TASK DIRECTIONS:
All of the entries below, duplicated exactly, make up the answer.

───── SUPPLIED MATERIAL ─────

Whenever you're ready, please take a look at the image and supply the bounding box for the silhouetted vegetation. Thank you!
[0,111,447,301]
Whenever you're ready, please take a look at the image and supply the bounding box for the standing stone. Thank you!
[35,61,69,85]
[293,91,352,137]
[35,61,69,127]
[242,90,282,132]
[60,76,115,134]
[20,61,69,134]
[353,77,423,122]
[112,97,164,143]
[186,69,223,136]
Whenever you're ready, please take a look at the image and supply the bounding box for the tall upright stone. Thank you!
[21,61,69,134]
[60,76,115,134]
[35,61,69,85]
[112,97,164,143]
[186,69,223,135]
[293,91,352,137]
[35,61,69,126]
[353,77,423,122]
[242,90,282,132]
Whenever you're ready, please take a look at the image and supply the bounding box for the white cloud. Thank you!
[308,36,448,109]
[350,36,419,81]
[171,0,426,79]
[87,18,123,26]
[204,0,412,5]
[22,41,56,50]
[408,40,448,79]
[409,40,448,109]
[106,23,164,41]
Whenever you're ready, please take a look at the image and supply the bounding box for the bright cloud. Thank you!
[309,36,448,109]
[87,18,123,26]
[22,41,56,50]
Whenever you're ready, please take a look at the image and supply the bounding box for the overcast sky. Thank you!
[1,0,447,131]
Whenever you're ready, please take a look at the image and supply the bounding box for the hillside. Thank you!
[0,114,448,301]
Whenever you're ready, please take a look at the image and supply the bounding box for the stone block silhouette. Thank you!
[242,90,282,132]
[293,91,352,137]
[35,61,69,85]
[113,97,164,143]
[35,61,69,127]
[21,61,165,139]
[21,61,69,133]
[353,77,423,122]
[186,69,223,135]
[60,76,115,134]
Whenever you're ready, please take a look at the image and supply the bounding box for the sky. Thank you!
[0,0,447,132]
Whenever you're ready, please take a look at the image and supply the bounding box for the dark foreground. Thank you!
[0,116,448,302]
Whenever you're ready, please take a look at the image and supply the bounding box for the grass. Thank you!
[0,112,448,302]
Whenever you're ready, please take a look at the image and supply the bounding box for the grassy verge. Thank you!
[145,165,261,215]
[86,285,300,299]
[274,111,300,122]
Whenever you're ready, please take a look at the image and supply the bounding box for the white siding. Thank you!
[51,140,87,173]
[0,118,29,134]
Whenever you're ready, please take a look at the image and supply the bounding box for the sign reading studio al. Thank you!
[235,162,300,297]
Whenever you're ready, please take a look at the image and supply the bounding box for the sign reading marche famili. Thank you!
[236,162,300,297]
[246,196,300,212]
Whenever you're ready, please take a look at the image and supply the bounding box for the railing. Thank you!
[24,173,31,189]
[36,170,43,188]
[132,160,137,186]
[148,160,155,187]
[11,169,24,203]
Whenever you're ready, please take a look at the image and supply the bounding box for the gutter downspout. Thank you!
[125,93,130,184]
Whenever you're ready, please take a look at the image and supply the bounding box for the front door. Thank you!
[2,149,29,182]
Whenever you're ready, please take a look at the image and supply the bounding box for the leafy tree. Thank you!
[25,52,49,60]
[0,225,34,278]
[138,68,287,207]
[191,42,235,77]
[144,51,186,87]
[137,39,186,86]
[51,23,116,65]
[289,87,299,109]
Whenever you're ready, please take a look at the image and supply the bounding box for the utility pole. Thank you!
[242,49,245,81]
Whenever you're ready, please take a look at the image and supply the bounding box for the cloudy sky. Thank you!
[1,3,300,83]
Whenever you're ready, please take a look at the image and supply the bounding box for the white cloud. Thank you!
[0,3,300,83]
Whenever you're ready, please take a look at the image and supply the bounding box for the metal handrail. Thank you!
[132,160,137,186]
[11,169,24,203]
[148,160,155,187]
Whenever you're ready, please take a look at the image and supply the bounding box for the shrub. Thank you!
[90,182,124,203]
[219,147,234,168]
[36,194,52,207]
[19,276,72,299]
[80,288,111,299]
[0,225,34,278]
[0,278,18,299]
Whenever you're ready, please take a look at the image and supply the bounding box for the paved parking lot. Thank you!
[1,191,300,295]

─────

EXPECTED OUTPUT:
Whenever you're ready, please take a look at the image and supply the bounding box for the silhouetted vegetation. Thank you!
[0,111,447,301]
Whenever you're ready, please take a look at the image and supply the bounding box for the standing stone. Thank you!
[35,61,69,85]
[293,91,352,137]
[35,61,69,127]
[242,90,282,132]
[60,76,115,134]
[20,61,69,134]
[353,77,423,122]
[112,97,164,143]
[186,69,223,136]
Whenever you're ready, please take a look at the image and supply the bounding box for the tall upright stone. Thank you!
[21,61,69,134]
[60,76,115,134]
[35,61,69,85]
[112,97,164,143]
[186,69,223,135]
[293,91,352,137]
[35,61,69,126]
[353,77,423,122]
[242,90,282,132]
Whenever you're ready, please take a look at the image and supply the bounding box for the white cloud. Thank you!
[308,36,448,109]
[350,36,419,81]
[171,0,426,79]
[87,18,123,26]
[204,0,412,5]
[22,41,56,50]
[408,40,448,79]
[409,40,448,109]
[106,23,164,41]
Whenever you're ready, please take a look at the image and supply the bounding box for the bright cloud. Thank you!
[309,36,448,109]
[87,18,123,26]
[22,41,56,50]
Whenever you're ready, please take a look at the image and supply the bounding box for the overcast sky. Thank you!
[1,0,447,131]
Whenever you're ready, please take a look at the image and supply the bounding box for the hillside. Thank you!
[0,114,448,301]
Whenever you're ready, please take a look at the image and supply the bounding box for the stone block silhouette. Thank you!
[242,90,282,132]
[293,91,352,137]
[35,61,69,85]
[113,97,164,143]
[35,61,69,127]
[21,61,165,139]
[21,61,69,133]
[353,77,423,122]
[186,69,223,135]
[60,76,115,134]
Whenever you're ready, please take a look at the image and supply the bounding box for the sky. Thank you!
[0,0,447,132]
Whenever you're ready, please take a look at the image and supply the bounding box for the dark foreground. Thank you!
[0,116,448,302]
Whenever you're ready, please take a look at the image and supply the bounding box for the grass. Thank you!
[0,112,448,302]
Whenever you're ready, please take a look at the image and supply the bounding box for the grassy verge. Thank you!
[145,165,261,215]
[86,285,300,299]
[274,111,300,122]
Whenever you're ready, please take a look at the image and supply the bounding box for the white siding. Thank you!
[51,140,87,173]
[0,118,29,134]
Whenever you're ready, please take a look at the image and supply the bounding box for the sign reading studio al. Thank you!
[235,162,300,297]
Whenever you're ready, please take a look at the image and supply the bounding box for the sign reading marche famili. Thank you!
[236,162,300,297]
[246,196,300,212]
Whenever you're ready, please take a look at the image and supply the bounding box for the railing. Thank you!
[24,173,31,189]
[36,170,43,188]
[132,160,137,186]
[148,160,155,187]
[11,169,24,203]
Whenever you're ready, please take a look at the image and supply the bounding box for the gutter downspout. Thank you!
[125,93,130,184]
Whenever you're ready, please take a look at the image and supply the bounding box for the front door. Thank you!
[2,149,29,182]
Whenever you're ready, please take a look at the image and supply the bounding box for the leafy tree. Thank you!
[25,52,49,60]
[0,225,34,278]
[138,68,287,207]
[191,42,235,77]
[144,51,186,87]
[137,39,186,86]
[51,23,116,65]
[289,87,299,109]
Whenever you're ready, please take a look at the image and supply the bounding box for the utility pole. Thank you!
[242,49,245,81]
Whenever you're ready, please take a look at the image and supply the bounding box for the cloudy sky. Thank you!
[1,3,300,83]
Whenever you're ready, please take a look at the image and supply the bounding box for the white cloud. Thank you!
[0,3,300,83]
Whenever you're ready, please take a look at the image and supply the bounding box for the metal handrail. Thank you!
[132,160,137,186]
[11,169,24,203]
[148,160,155,187]
Whenever you're ready, please take a look at the image and supply the bounding box for the shrub. Thank you!
[90,182,124,203]
[219,147,234,168]
[36,194,52,207]
[19,276,72,299]
[80,288,111,299]
[0,225,34,278]
[0,278,18,299]
Whenever you're ready, please take a look at the image and supply the bounding box for the paved parking lot. Thank you!
[1,191,300,295]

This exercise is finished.